Goal: Can you rewrite the lines below so that "The annotation tool" stands wherever "The component" appears, with nothing else altered?

Task inputs:

============================================================

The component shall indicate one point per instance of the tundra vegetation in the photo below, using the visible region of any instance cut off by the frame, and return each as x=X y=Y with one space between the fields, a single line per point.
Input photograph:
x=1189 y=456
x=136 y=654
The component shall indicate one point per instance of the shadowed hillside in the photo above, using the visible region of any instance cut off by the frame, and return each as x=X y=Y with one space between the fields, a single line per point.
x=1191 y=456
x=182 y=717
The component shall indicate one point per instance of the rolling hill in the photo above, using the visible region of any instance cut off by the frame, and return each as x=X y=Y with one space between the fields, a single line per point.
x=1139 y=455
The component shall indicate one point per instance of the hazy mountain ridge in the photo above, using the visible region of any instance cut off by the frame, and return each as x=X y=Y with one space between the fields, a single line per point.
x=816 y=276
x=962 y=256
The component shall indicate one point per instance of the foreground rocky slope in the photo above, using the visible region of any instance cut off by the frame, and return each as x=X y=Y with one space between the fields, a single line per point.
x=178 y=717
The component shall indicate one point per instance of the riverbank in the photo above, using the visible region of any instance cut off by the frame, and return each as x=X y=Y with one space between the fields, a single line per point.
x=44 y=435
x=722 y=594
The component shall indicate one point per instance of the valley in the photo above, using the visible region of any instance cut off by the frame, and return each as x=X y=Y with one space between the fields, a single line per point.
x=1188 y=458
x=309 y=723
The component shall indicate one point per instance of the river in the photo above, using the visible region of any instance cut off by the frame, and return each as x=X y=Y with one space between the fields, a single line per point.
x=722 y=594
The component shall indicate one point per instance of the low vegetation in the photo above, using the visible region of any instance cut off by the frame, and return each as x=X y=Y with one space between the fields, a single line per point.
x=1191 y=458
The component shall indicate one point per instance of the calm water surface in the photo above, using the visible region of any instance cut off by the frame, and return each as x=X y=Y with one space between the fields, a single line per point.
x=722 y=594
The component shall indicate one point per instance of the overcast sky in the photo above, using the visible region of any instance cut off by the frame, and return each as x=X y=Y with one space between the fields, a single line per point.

============================================================

Answer to the problem:
The annotation tool shall indicate one point per instance of the tundra vegetation in the photo below, using the visible region of any instance cut off by the frame, and return each as x=X y=Y with one space between the fields, a single line per point.
Input photograph:
x=1189 y=456
x=136 y=654
The annotation tool shall indicate one point per instance of the shadowed hillside in the photo above, using the visible region of any instance cut off by the frame, and return each as x=X y=Y with one space between the fields, a single line per point.
x=1191 y=456
x=182 y=717
The annotation tool shall indicate one point per instance of the rolling hill in the photo above, using the visible region of any instance cut off by the frame, and return each as x=X y=Y with one space between the fields, a single line per point.
x=1139 y=455
The annotation tool shall indicate one point per instance of the hazy mountain ridge in the photo above, using the visible region of any instance cut off by the frame, and return each as x=X y=Y with one space between the fields, a single line per point.
x=816 y=276
x=962 y=256
The annotation tool shall indicate one point per instance of the foreground rocky slope in the photo above, using the visible region of any instance cut off by the frame, and return each as x=X y=Y with one space between the fields, a single line per point.
x=178 y=717
The annotation tool shall indicate one point per instance of the riverbank in the photo above, using the visible region of any instance cut off by the frame, and return each as x=X y=Y with one space between the fields, a single line per point.
x=44 y=435
x=722 y=594
The annotation tool shall indicate one point per instance of the valley in the photo above, using the visible region of any instance cut off by the frame, and return each as x=X y=Y with one space between the fields, a single line per point.
x=1188 y=458
x=309 y=723
The annotation tool shall indicate one point per instance of the river in the photo above, using the visible region of any instance cut off by the frame, and return each as x=X y=Y with one space between the fields, a single line per point.
x=722 y=594
The annotation tool shall indicate one point per instance of the low vegetation in the photo above, using the visible region of any instance cut off by the frame, and return each as x=X y=Y with one space between the fields, a single line per point.
x=1191 y=458
The annotation tool shall indicate one point per instance of the calm water surface in the photo above, using the visible region of any instance cut off by the frame, and return each as x=X y=Y with one space between the fields, a single line per point.
x=722 y=594
The annotation tool shall indicate one point per instance of the overcast sky in the photo above, using the visible region of any instance cut off by the frame, and return each as x=X y=Y with one space between the fields, a single line per point.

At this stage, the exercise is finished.